There is an important difference between domestic economic policies that create benefits by imposing costs on other nations ("beggar-thy-neighbor policies") and those whose economic costs are borne primarily at home though they might affect others as well ("beggar-thyself policies").
Beggar-thy-neighbor policies need to be regulated at the international level because a nation, left to its own devices, has the incentive to pursue zero-sum policies at the expense of others. This is the strongest argument for subjecting China’s currency policies or large macroeconomic imbalances like Germany’s trade surplus to greater global discipline than currently exists.
However, “beggar thyself” policies are not the consequence of a failure of international cooperation. They reflect either a deliberate domestic decision to sacrifice economic efficiency to a competing social value, or, in the worst case, a failure of domestic politics.
Consider, for example, agricultural subsidies, bans on genetically modified organisms, or lax financial regulation. While these policies might impose costs on other countries, they are deployed not to extract advantages from them, but because other domestic-policy motives – such as distributional, administrative, or public-health concerns – prevail over the objective of economic efficiency.
The case for global discipline is in fact quite weak with beggar-thyself policies. After all, it should not be up to the “global community” to tell individual countries how they ought to weight competing goals. Imposing costs on other countries is not, by itself, a cause for global regulation. (Indeed, economists hardly complain when a country’s trade liberalization harms competitors.) Democracies, in particular, ought to be allowed to make their own “mistakes.”

Provided information:
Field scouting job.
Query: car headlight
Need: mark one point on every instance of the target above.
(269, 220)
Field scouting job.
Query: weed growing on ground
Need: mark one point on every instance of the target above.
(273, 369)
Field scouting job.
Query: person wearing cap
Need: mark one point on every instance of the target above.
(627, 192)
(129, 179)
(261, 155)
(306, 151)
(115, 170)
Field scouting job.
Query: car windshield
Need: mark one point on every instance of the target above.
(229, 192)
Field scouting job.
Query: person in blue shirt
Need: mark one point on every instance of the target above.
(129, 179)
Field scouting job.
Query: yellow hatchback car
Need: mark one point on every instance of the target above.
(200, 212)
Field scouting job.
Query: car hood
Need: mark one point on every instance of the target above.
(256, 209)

Exercise:
For the text on beggar-thy-neighbor and beggar-thyself policies, state whether each statement agrees with it, answering yes or no and quoting the deciding words: (a) Beggar-thyself policies result from a failure of international cooperation. (b) Agricultural subsidies are given as an example of a policy whose costs may fall on other countries. (c) Imposing costs on other countries is, on its own, enough reason for global regulation. The records are separate material and have no connection to the text on trade policy.

Solution for this exercise:
(a) No: "“beggar thyself” policies are not the consequence of a failure of international cooperation."
(b) Yes: "Consider, for example, agricultural subsidies, bans on genetically modified organisms, or lax financial regulation. While these policies might impose costs on other countries"
(c) No: "Imposing costs on other countries is not, by itself, a cause for global regulation."